■ Supplied passage:
● ● ● ●

Department of Revenue Regulation No. 15-407

Sales and Use Tax; Lawn Care Services

September 17, 1999

   We have reviewed this proposed regulation from the Department of Revenue (Department) and submit for consideration the following objections and recommendations. Subsections 5.1(h) and 5.1(i) of the Regulatory Review Act (71 P. S. § 745.5a(h) and (i)) specify the criteria the Commission must employ to determine whether a regulation is in the public interest. In applying these criteria, our Comments address issues that relate to consistency with the statute and clarity. We recommend that these Comments be carefully considered as you prepare the final-form regulation.

1.  Subsection 55.6(a) Definitions.--Consistency with the statute and Clarity.

''Lawn''

   The regulation's definition of ''lawn'' states that ''the term does not include athletic fields, cemeteries, golf courses, fields, parks and public utility or highway right-of-ways.'' Mowing and other upkeep services performed on areas in the list of exclusions are not subject to tax as ''lawn care services.'' However, the difference between a ''lawn'' and a ''field'' is unclear. What distinguishes a ''lawn'' from a ''field''?

''Lawn care service''

   The definition of ''lawn care service'' is inconsistent with the statutory definition. The Department should delete the text of the definition and replace it with a reference to the statutory definition at section 201(jj) of the Tax Reform Code (TRC) (72 P. S. § 7201(jj)).

''Shrubbery'' and ''tree''

   ''Trimming or pruning shrubbery when performed in conjunction with other lawn care services'' is listed as a taxable service in subsection (c)(12). However, trimming or pruning trees is listed as a nontaxable service in subsection (d)(2). There is uncertainty over the difference between shrubbery and trees. The Department should define these terms to distinguish the difference between the two.

2.  Subsection 55.6(b) Scope.--Clarity.

   The last sentence of subsection (b) states services became taxable October 1, 1991. The purpose of this date reference is unclear. The Department should explain its purpose or delete this sentence from the regulation.

3.  Subsection 55.6(c) Examples of taxable services--Clarity.

   Subsection (c)(11) states that ''overseeding, sodding or grass plugging of lawns'' are taxable services. In contrast, subsection (d)(1) indicates that ''seeding, sodding or grass plugging to establish a new lawn'' are nontaxable services. The word ''existing'' should be inserted before the word ''lawn'' in subsection (c)(11) to clearly distinguish these services from the services to start a new lawn described in subsection (d)(1).

4.  Subsection 55.6(f) Exclusions.--Clarity.

   There are two concerns with subsection (f). First, it is entitled ''exclusions'' but its text uses the terms ''exemption'' and ''exclusion.'' It is our understanding that ''exclusions'' are those items or services that are not taxable by statute and the burden of proof to establish the contrary is on the Department. In contrast, ''exemptions'' are items or services that may be subject to tax under certain circumstances and the burden of proof is on the taxpayer claiming the exemption. If we are correct, clarity would be improved if there were a separate subsection for ''exemptions'' to distinguish them from ''exclusions.''

   The second concern is with the last sentence of subsection (f)(1). It states: ''[T]he manufacturing, mining, processing, public utility, farming, dairying, agriculture, horticulture or floriculture exclusions do not apply.'' It is unclear which ''exclusions'' are being referred to and how comprehensive they are. We understand these are statutory exclusions found in the TRC definitions of ''sale at retail'' and ''use'' (at 72 P. S. §§ 7201(k)(8) and 7201(o)(4), respectively). The last sentence of subsection (f)(1) should reference these statutory provisions and state that the exclusions do not apply to the tax on lawn care services.

● ● ● ●

■ Material supplied:
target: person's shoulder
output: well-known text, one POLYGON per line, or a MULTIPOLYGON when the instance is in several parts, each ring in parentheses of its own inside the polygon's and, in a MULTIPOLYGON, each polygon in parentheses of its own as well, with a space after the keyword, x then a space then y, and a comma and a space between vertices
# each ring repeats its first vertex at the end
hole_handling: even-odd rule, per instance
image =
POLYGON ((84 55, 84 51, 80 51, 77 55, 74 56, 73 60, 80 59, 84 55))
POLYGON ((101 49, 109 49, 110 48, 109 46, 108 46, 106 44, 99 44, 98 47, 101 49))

● ● ● ●

■ Required tasks:
1. In the lawn care tax comments, why does the Commission recommend inserting the word "existing" before "lawn" in subsection (c)(11)? Answer in one to three sentences.
2. Write the next part of the lawn care tax comments, starting after their final sentence.
The records are separate material and have no connection to the lawn care tax comments.

■ Results for each task:
1. Subsection (c)(11) lists "overseeding, sodding or grass plugging of lawns" as taxable, while subsection (d)(1) lists "seeding, sodding or grass plugging to establish a new lawn" as nontaxable. Adding "existing" would clearly separate the taxable services in (c)(11) from the services to start a new lawn in (d)(1).

2.
Department of Revenue Regulation No. 15-408

Sales and Use Tax; Vending Machines

September 17, 1999

   We have reviewed this proposed regulation from the Department of Revenue (Department) and submit for consideration the following objections and recommendations. Subsections 5.1(h) and 5.1(i) of the Regulatory Review Act (71 P. S. § 745.5a(h) and (i)) specify the criteria the Commission must employ to determine whether a regulation is in the public interest. In applying these criteria, our Comments address issues that relate to reasonableness, economic and fiscal impact, and clarity. We recommend that these Comments be carefully considered as you prepare the final-form regulation.

1.  Section 31.28. Vending machines.--Reasonableness, Economic and fiscal impact, and Clarity.

Subsection (a) Soft Drink

   The definition of ''soft drink'' is not as complete as the definition in section 7201 of Act 45 of 1998 (Act). Statutory definitions should not be amended in regulations. The Department should include a citation to the statutory definition of ''soft drink'' in the final regulation.

Selected Food and Beverage Items

   The last phrase in this definition refers to other food items which are dispensed in cold form ''and normally heated in an oven or microwave provided by the operator.'' The Department should clarify whether the microwavable items sold are taxable if an operator does not provide a microwave.

Subsection (d)(2)

   The posting of signs or stickers indicating the purchase price and the amount of tax for each item in subsection (2) can be interpreted as optional in the rulemaking. The Department should clarify whether posting such information is mandatory.

   Also, subsection (2) relates to taxable property other than food and beverages. Subsection (3) relates to taxable food and beverage items. Although both of these sections address the requirements for taxing certain items, the structure of these subsections is inconsistent.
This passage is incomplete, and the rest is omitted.